## TASK GOAL:
Copy the data below word for word, beginning at the line containing "the black rubber" and continuing through the line containing "point(268, 285)", both included.

## GIVEN DATA:
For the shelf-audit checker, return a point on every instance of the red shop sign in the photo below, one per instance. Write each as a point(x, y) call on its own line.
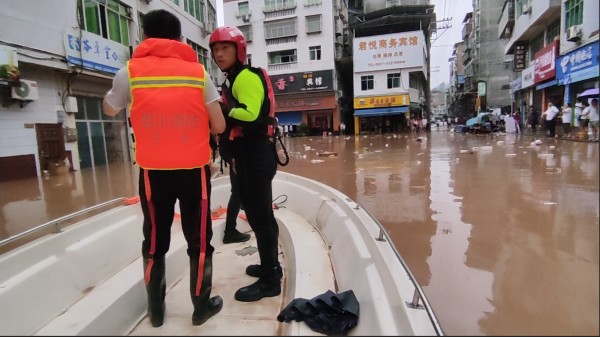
point(545, 60)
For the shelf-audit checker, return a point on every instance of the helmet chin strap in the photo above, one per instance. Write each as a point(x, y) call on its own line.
point(237, 66)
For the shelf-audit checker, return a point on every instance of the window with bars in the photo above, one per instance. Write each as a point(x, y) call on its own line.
point(283, 56)
point(278, 29)
point(195, 8)
point(279, 5)
point(313, 24)
point(391, 3)
point(247, 31)
point(573, 13)
point(367, 82)
point(394, 80)
point(537, 43)
point(200, 51)
point(314, 53)
point(109, 19)
point(553, 31)
point(244, 8)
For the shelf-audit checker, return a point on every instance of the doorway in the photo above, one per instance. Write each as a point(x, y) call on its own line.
point(51, 144)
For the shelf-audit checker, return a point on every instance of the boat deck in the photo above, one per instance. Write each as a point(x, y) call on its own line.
point(87, 279)
point(229, 264)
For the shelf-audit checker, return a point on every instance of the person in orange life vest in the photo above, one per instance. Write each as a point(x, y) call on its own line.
point(247, 101)
point(174, 108)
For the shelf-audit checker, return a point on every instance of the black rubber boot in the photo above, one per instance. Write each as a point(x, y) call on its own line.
point(235, 236)
point(255, 270)
point(205, 306)
point(156, 290)
point(268, 285)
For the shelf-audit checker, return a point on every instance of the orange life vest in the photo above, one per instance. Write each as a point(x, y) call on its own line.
point(167, 112)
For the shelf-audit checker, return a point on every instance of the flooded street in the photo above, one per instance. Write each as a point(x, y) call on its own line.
point(502, 234)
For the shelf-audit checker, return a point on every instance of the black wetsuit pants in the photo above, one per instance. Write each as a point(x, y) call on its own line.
point(255, 164)
point(159, 190)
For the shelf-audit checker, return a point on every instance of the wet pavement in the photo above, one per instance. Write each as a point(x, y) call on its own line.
point(502, 234)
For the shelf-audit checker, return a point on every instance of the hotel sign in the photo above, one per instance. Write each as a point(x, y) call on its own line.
point(545, 60)
point(309, 81)
point(578, 65)
point(520, 56)
point(381, 101)
point(389, 51)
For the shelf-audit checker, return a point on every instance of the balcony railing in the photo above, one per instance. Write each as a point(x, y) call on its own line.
point(507, 20)
point(283, 66)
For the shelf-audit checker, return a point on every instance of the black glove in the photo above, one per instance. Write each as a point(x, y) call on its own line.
point(225, 108)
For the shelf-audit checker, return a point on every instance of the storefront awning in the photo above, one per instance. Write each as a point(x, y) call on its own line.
point(289, 117)
point(395, 110)
point(545, 85)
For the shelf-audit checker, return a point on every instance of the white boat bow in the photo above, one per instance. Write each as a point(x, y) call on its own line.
point(86, 279)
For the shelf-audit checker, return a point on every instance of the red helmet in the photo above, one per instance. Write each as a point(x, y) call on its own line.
point(230, 34)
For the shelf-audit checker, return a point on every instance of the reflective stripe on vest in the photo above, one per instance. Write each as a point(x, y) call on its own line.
point(167, 81)
point(168, 114)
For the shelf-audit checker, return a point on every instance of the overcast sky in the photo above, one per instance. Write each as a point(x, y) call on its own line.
point(441, 48)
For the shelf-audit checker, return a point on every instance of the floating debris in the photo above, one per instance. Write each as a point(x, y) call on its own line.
point(327, 154)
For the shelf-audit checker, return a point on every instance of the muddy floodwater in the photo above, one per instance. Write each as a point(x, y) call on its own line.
point(501, 233)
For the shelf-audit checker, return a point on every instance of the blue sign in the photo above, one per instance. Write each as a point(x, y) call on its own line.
point(95, 52)
point(578, 65)
point(516, 84)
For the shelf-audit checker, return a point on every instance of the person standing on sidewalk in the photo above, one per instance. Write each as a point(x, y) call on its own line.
point(174, 108)
point(594, 119)
point(550, 116)
point(567, 114)
point(533, 119)
point(248, 105)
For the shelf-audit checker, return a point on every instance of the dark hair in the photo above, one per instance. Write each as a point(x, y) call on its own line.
point(161, 24)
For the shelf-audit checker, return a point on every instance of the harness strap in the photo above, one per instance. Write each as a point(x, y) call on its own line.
point(148, 192)
point(202, 231)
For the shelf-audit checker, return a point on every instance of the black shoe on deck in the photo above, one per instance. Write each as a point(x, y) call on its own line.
point(255, 270)
point(235, 236)
point(215, 304)
point(258, 290)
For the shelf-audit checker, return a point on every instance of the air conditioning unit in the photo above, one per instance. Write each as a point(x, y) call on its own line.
point(26, 91)
point(574, 33)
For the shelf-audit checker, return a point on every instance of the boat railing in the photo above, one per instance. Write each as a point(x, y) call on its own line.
point(58, 222)
point(419, 300)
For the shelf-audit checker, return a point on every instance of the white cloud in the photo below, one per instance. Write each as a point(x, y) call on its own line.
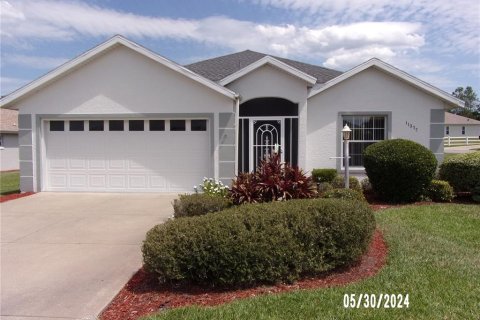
point(55, 21)
point(339, 33)
point(32, 61)
point(450, 25)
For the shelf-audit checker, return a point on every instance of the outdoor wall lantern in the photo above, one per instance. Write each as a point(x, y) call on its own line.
point(346, 132)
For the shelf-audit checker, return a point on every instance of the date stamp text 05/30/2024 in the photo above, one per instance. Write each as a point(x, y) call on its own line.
point(376, 301)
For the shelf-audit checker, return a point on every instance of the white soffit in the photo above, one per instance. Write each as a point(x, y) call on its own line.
point(87, 56)
point(387, 68)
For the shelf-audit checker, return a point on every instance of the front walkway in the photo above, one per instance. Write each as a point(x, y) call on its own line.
point(66, 255)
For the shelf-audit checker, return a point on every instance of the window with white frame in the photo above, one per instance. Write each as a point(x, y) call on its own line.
point(366, 130)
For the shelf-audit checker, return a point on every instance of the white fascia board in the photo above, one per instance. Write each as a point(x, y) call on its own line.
point(385, 67)
point(86, 56)
point(271, 61)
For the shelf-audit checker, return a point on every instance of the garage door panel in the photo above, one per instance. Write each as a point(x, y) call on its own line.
point(116, 164)
point(77, 164)
point(126, 161)
point(97, 181)
point(117, 181)
point(78, 180)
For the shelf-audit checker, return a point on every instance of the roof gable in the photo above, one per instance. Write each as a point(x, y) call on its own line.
point(98, 50)
point(385, 67)
point(8, 120)
point(267, 60)
point(219, 68)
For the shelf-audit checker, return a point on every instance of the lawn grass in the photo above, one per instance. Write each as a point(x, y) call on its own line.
point(434, 256)
point(9, 182)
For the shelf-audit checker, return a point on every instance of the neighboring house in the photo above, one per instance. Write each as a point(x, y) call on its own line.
point(458, 126)
point(122, 118)
point(8, 140)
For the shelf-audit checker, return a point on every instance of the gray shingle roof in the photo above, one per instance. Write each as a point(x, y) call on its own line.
point(218, 68)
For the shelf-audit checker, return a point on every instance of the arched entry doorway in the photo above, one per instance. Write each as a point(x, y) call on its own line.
point(265, 125)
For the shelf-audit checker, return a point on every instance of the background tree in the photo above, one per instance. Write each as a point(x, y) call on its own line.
point(472, 104)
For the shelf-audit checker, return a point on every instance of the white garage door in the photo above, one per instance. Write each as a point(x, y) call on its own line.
point(126, 155)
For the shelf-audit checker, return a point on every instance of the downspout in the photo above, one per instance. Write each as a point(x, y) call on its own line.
point(237, 114)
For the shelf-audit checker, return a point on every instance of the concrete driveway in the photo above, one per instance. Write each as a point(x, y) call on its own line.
point(66, 255)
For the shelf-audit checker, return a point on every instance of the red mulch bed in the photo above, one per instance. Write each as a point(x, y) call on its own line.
point(14, 196)
point(143, 295)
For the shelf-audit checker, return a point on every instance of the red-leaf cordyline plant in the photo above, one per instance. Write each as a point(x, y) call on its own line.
point(273, 181)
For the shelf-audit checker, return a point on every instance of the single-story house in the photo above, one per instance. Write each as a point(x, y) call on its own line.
point(458, 126)
point(122, 118)
point(8, 140)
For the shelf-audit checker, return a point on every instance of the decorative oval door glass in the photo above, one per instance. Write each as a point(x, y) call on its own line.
point(267, 138)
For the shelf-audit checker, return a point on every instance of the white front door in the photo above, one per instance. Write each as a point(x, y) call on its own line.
point(140, 158)
point(266, 136)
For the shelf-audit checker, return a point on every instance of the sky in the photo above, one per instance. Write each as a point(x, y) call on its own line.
point(437, 41)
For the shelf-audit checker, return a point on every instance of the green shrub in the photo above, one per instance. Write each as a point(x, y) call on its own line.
point(188, 205)
point(213, 187)
point(462, 171)
point(476, 193)
point(399, 170)
point(323, 175)
point(347, 194)
point(260, 243)
point(440, 191)
point(323, 187)
point(339, 182)
point(366, 185)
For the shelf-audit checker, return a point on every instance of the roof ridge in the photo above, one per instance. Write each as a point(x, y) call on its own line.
point(218, 68)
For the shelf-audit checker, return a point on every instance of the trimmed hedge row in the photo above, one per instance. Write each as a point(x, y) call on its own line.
point(323, 175)
point(260, 243)
point(440, 191)
point(462, 171)
point(189, 205)
point(348, 194)
point(399, 170)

## EXERCISE ANSWER:
For the shelf-audit checker, return a point on every instance of the black rubber boot in the photo above, one per instance. Write each as a point(x, y) call on its own line.
point(235, 236)
point(255, 270)
point(205, 306)
point(156, 290)
point(268, 285)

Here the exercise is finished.